* **Brano da leggere**:
Dalla Cisl, invece, la decisione di dedicare il Primo Maggio al lavoro delle donne, con una videoconferenza. Questo perché già normalmente sono soggetti meno pagati a parità di mansione e che più difficilmente assumono posizioni di vertice, ma, a seguito del Covid la situazione è ulteriormente peggiorata: la percentuale di donne che ha perso il lavoro nel 2020, infatti, è stata doppia rispetto a quella dei maschi. L’“effetto Covid“ è stato devastante e per tutto il 2020, secondo lstat, non si è mai interrotto. Il periodo peggiore è stato quello del primo lockdown, ma l’effetto è perdurato anche nei mesi successivi. Le donne, sempre secondo i dati Istat, risultano più penalizzate anche per quanto riguarda le nuove assunzioni. Considerando i primi nove mesi dell’anno rispetto allo stesso periodo dell’anno precedente, si registra un calo del 26,1% delle nuove assunzioni femminili a fronte della diminuzione del 20,7% dei contratti attivati per gli uomini. Al 30 settembre dello scorso anno, secondo i dati Istat, il saldo annualizzato per gli uomini è nuovamente positivo, mentre per le donne si registrano ancora cali.

Scorrendo ancora i dati, quella delle donne è la categoria che registra il minore numero di reingressi nel mercato del lavoro dopo il primo lockdown e quelle che una nuova occupazione l’hanno trovata hanno impiegato più degli uomini. In più, nel computo degli infortuni sul lavoro, dall’analisi dei dati Inail si scopre che a diminuire (del 22,14%) per effetto dello stop o del calo di molti comparti sono stati solo gli infortuni occorsi ai lavoratori di sesso maschile, mentre gli infortuni capitati alle lavoratrici sono leggermente aumentati (+1,68). Il 70% dei contagi per cause legate al lavoro sono donne.

* **Dati dell'esercizio**:
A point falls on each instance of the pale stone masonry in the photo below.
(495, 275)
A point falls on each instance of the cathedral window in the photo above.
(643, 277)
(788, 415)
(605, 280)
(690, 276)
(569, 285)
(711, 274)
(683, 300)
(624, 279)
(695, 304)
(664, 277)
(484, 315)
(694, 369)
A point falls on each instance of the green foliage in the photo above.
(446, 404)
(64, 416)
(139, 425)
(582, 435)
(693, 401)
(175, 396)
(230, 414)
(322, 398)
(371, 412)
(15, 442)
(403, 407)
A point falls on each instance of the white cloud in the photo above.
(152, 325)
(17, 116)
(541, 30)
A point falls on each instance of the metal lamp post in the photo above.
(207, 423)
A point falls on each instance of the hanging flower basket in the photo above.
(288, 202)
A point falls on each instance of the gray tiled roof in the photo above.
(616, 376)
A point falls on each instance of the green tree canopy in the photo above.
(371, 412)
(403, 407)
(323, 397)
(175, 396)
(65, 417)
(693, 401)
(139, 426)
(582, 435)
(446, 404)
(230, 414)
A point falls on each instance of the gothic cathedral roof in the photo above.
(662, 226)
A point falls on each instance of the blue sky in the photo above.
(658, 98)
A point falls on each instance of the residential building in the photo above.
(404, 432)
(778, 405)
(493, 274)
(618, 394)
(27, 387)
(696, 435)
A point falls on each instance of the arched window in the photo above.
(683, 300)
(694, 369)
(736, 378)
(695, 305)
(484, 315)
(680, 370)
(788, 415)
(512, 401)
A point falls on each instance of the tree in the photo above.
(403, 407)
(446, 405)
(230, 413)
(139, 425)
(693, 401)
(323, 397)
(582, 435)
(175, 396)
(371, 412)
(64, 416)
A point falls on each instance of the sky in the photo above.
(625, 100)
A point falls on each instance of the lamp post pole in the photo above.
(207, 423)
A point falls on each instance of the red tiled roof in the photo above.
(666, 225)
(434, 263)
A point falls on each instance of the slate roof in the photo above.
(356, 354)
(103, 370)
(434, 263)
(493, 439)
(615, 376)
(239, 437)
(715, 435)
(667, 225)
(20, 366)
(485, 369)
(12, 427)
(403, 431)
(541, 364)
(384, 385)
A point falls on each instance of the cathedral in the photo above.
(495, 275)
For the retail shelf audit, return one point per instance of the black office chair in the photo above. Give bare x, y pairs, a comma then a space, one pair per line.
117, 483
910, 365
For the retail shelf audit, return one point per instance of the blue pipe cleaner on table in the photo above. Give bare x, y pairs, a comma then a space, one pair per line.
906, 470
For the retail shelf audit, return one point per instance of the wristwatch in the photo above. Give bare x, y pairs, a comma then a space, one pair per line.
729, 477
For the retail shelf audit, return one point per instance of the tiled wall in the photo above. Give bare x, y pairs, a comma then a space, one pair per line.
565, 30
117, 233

* **Serie di esercizi**:
1. Nel brano sul lavoro delle donne, di quanto sono calate le nuove assunzioni femminili nei primi nove mesi dell'anno rispetto allo stesso periodo dell'anno precedente?
2. Elenca tutte le sigle di enti e organizzazioni citate nel brano sul lavoro delle donne.
3. Prosegui il brano sul lavoro delle donne a partire dall'ultima frase riportata.

* **Soluzioni per punto**:
1. Del 26,1%.

2. Cisl, Istat, Inail

3.
La maggior parte del personale della Sanità pubblica e privata e delle occupazioni connesse (come quelle legate alla pulizia), e quindi più esposto a rischio Covid, è rappresentato da donne. Le quali sono, da sempre, più spesso soggette a lavoro precario, a lavoro flessibile e anche al lavoro nero, meno “sorvegliabile“ di quello maschile, perché non di rado si svolge in case private dove le lavoratrici sono occupate come colf e badanti. Nel campo della cura di anziani e disabili a domicilio, durante il Covid, si è verificata un’ulteriore perdita di posti di lavoro, anche tra le regolari: molte le famiglie che si sono organizzate in modo da evitare ai loro cari il contatto con soggetti esterni per limitare il rischio di contagio. A fronte di tutto questo, diciamo che le istituzioni nazionali e locali devono prevedere misure ad hoc per dare impulso all’occupazione femminile che tanto di più di quella maschile ha patito la contingenza.